[Problems and tasks]:
#1 List everything the Indiana sights text says the 360 Market Square building houses.
#2 Copy the stretch of the Indiana sights text from "Sports – Lucas" through "a parking garage!)".

[Source extract]:
- Opening Delimiter -

As you remember, Kennedy himself died similarly in California a few months later. This memorial captures the outpouring of sadness and peaceful exit from the scene by all. While both Kennedy’s campaign staff and the Indianapolis police told him speaking there wasn’t safe, Kennedy ignored their pleas.
As those of us old enough to remember, 1968 proved to be one of the worst in American history. Our world changed that year: Two assassinations, the height of the highly unpopular war in Vietnam, and the events at the Democratic Convention in Chicago. Nevertheless, we continue to struggle with learning our lessons from history.
Indiana Adventures and Interesting – Monument Circle
When visiting Indy, be sure to visit Monument Circle. Although it’s called the Soldiers and Sailors Monument, there are other monuments as well. Over the years, it defines downtown Indy. Of course, well worth the time to stop and see it. Here’s a link to the site.
Indiana Adventures and Interesting – Muffler Man!
One of many “Muffler Men” initially created to advertise a chain of muffler shops. Many of these stand on Route 66 and other famous places. Most received new paint and disguises as many different types of “men.” For example, here’s a link to a Gemini Giant on Route 66 in Wilmington, IL. They stand in many different places. Supposedly, thousands were made. Currently, less than 200 still exist.
Sports – Lucas Oil Stadium
Lucas Oil Stadium provides a home to the NFL Indianapolis Colts. Undoubtedly, if you are an NFL football fan, you’ve probably seen games televised from this stadium. And it’s on the edge of downtown, near the capital and Monument Circle.
360 Market Square – Salesforce Tower – Gainbridge Arena
I didn’t visit any of these but listed them because they are noteworthy. And 360 Market Square became a multi-use 28-story building after Market Square Arena bit the dust! Explicitly, the building houses 292 luxury apartments, a 40,000 square foot Whole Foods, a 2,500 square foot Starbucks and a 525-space parking garage. (I’m not sure if you really want to visit a place that consists of a grocery store, a coffee shop, an apartment complex, and a parking garage!)
Salesforce tower acquired its current name when Chase Bank gave up its sponsored name to Salesforce.com. And Gainbridge Arena provides a home to the NBA Indiana Pacers. (Gainbridge uses the unlikely name as a financial services corporation.)
Indiana Adventures and Interesting (and quirky) places “downstate”!
World’s Largest Ball of Paint!
The world’s largest ball of paint hangs on a farm near Alexandria, IN. Of course, every story has a humble beginning. The toddler son of the farmers, back in 1977, wanted to paint a baseball. This came after they painted a building. He had so much fun; he wanted to keep painting it in different colors. (Of course, it doesn’t take much to amuse toddlers!)

- Closing Delimiter -

[Raw data]:
- Opening Delimiter -

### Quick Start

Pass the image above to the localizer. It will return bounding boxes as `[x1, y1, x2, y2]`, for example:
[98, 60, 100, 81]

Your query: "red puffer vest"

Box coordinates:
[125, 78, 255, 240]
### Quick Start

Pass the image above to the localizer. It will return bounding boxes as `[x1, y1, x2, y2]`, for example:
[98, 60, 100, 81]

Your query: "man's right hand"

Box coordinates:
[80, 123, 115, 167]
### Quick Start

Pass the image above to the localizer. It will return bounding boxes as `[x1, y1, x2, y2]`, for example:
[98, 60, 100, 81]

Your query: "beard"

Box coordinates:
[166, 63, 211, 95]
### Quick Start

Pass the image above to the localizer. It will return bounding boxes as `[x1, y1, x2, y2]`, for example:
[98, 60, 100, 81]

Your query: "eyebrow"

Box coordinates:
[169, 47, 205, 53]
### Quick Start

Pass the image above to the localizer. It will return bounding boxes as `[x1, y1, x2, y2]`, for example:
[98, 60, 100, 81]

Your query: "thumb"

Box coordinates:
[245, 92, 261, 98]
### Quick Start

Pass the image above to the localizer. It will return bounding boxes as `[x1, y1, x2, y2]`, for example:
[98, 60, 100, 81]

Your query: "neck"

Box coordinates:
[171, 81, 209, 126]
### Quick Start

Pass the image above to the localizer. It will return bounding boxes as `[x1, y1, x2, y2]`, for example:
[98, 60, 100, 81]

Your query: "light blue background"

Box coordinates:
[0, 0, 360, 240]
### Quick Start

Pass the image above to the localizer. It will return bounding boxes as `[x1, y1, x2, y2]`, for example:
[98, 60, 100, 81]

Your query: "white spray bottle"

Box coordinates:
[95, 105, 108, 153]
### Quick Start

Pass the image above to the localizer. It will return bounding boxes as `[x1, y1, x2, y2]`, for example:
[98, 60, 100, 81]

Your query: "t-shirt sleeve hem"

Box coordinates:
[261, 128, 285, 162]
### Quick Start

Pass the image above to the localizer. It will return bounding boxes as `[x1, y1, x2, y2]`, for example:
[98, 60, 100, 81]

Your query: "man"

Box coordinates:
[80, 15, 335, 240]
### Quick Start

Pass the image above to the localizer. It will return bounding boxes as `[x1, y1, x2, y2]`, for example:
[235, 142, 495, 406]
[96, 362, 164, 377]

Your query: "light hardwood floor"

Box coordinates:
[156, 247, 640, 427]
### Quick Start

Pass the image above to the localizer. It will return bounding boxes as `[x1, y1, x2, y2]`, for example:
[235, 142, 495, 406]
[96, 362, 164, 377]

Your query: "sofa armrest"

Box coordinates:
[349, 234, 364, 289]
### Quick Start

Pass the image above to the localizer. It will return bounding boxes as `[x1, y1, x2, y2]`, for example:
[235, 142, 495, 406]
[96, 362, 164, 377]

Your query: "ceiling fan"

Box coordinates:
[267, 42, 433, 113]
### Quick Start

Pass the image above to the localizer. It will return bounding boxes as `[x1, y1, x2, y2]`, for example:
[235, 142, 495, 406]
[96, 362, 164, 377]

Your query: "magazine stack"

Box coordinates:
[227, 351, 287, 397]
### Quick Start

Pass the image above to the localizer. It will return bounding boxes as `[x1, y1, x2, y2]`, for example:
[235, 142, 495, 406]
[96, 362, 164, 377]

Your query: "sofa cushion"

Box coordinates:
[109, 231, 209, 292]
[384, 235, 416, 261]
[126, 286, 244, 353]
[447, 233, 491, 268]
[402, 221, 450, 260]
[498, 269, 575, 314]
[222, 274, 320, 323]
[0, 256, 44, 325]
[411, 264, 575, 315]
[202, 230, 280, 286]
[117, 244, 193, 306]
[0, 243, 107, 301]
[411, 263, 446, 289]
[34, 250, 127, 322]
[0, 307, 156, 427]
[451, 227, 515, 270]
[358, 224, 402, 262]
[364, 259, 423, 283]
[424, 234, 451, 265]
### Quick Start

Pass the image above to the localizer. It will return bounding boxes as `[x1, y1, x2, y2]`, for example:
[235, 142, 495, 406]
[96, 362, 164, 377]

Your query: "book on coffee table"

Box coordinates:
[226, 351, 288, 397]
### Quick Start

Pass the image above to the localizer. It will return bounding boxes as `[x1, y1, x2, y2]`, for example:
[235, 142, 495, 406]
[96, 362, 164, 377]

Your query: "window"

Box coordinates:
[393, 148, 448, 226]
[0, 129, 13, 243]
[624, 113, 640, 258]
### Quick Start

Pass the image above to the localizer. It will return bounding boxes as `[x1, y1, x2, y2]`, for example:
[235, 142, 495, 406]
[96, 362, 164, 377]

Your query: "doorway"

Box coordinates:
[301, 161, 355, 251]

- Closing Delimiter -

[Answers below]:
#1
- 292 luxury apartments
- a 40,000 square foot Whole Foods
- a 2,500 square foot Starbucks
- a 525-space parking garage

#2
Sports – Lucas Oil Stadium
Lucas Oil Stadium provides a home to the NFL Indianapolis Colts. Undoubtedly, if you are an NFL football fan, you’ve probably seen games televised from this stadium. And it’s on the edge of downtown, near the capital and Monument Circle.
360 Market Square – Salesforce Tower – Gainbridge Arena
I didn’t visit any of these but listed them because they are noteworthy. And 360 Market Square became a multi-use 28-story building after Market Square Arena bit the dust! Explicitly, the building houses 292 luxury apartments, a 40,000 square foot Whole Foods, a 2,500 square foot Starbucks and a 525-space parking garage. (I’m not sure if you really want to visit a place that consists of a grocery store, a coffee shop, an apartment complex, and a parking garage!)